SET TASK: Copy the rows below with every "photo" changed to "image" and nothing else altered. Omit the pictures from your copy.

DATA EXCERPTS:
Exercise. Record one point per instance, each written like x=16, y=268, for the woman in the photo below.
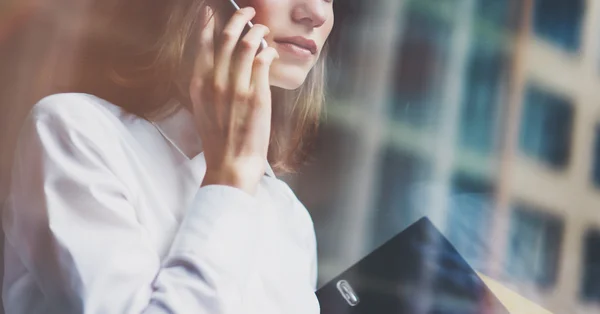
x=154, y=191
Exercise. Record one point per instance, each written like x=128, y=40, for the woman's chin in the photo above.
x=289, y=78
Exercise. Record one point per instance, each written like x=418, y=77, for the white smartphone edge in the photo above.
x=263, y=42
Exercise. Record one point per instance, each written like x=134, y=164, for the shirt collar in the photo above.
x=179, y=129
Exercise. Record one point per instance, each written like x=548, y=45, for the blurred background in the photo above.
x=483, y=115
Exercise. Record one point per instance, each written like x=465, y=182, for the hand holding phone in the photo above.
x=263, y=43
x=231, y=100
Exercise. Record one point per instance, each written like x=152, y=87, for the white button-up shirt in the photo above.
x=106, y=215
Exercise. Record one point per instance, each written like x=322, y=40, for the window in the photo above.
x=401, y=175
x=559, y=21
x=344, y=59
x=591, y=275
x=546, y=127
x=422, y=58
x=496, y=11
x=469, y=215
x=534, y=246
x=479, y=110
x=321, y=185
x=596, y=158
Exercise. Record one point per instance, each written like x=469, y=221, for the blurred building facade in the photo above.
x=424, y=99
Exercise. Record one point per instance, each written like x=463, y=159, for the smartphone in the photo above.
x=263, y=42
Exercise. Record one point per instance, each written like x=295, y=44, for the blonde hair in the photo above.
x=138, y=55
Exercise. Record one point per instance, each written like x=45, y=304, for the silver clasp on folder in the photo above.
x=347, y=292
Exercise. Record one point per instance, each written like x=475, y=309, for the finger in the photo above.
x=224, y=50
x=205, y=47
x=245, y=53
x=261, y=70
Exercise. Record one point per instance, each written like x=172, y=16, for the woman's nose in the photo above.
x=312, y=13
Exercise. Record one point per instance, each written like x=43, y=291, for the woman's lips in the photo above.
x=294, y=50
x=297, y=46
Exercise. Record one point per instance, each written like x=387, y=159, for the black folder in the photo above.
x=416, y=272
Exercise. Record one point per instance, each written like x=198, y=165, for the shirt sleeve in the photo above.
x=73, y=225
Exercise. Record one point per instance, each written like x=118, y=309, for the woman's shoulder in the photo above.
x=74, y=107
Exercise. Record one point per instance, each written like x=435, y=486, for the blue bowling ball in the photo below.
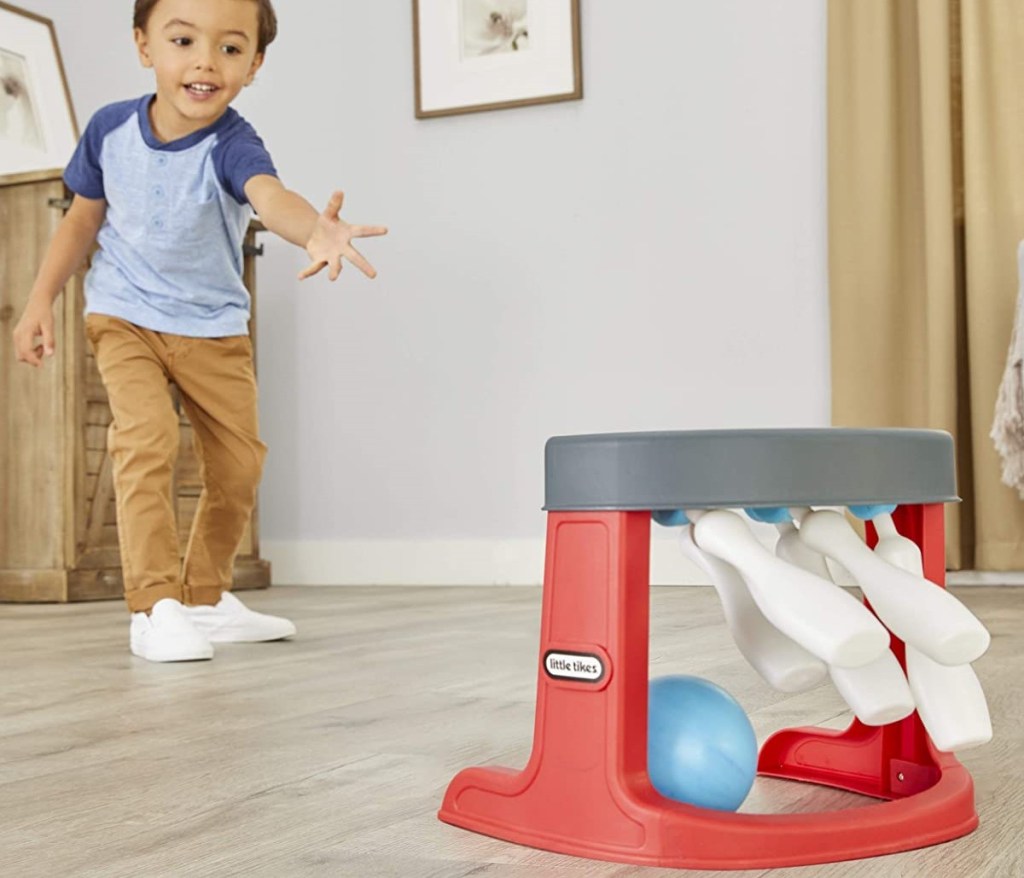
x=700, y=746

CORRECT OUTPUT:
Exercise. Record one point per instance, each written like x=16, y=268, for the woman in the image below.
x=154, y=191
Exercise. Record one point per instance, each written like x=128, y=40, for the woman's chin in the image above.
x=289, y=78
Exercise. Record one point per instance, each written like x=418, y=77, for the white smartphone edge in the image above.
x=263, y=42
Exercise. Record one point per instance, each written like x=134, y=164, for the shirt collar in the image above.
x=179, y=129
Exercise. Record one point per instance, each written like x=548, y=45, for the blurred background in the image above.
x=483, y=115
Exercise. Record one point per instance, each written like x=465, y=182, for the hand holding phone in the image above.
x=263, y=43
x=231, y=100
Exercise. Record one point per instance, each written like x=152, y=87, for the white button-up shirt in the image above.
x=106, y=215
Exercise. Record one point per instance, each written like x=322, y=40, for the window in the image above.
x=401, y=175
x=559, y=21
x=344, y=59
x=591, y=275
x=546, y=127
x=422, y=58
x=496, y=11
x=469, y=215
x=534, y=246
x=479, y=110
x=321, y=185
x=596, y=158
Exercise. Record one point per instance, each written like x=469, y=221, for the blurred building facade in the image above.
x=424, y=99
Exercise. Record one point per instance, each written like x=463, y=159, for the smartphone in the image above.
x=263, y=42
Exercise. Record one point per instance, each written like x=295, y=44, for the blonde hair in the image above.
x=138, y=55
Exercise. Record one point per instance, each written like x=45, y=304, for the silver clasp on folder in the image above.
x=347, y=292
Exercise. Record one point per instance, each written like x=475, y=309, for the finger in the image above.
x=224, y=50
x=205, y=47
x=245, y=53
x=261, y=70
Exercise. Record one point per instance, each written like x=172, y=16, for the woman's nose in the image above.
x=312, y=13
Exercise. Record one point per instance, each written like x=43, y=291, for the woman's lips in the image above.
x=294, y=50
x=297, y=46
Exercise. Record one point per instance, each written like x=387, y=159, for the black folder in the image above.
x=416, y=272
Exercise. Record one point per instance, each written like x=198, y=165, for the shirt sleeve in the image above.
x=73, y=225
Exercise. Record one point per instance, each written like x=118, y=309, for the woman's shoulder in the image above.
x=74, y=107
Exercise. Record one point per instance, each written like x=435, y=486, for the blue bowling ball in the image below.
x=700, y=746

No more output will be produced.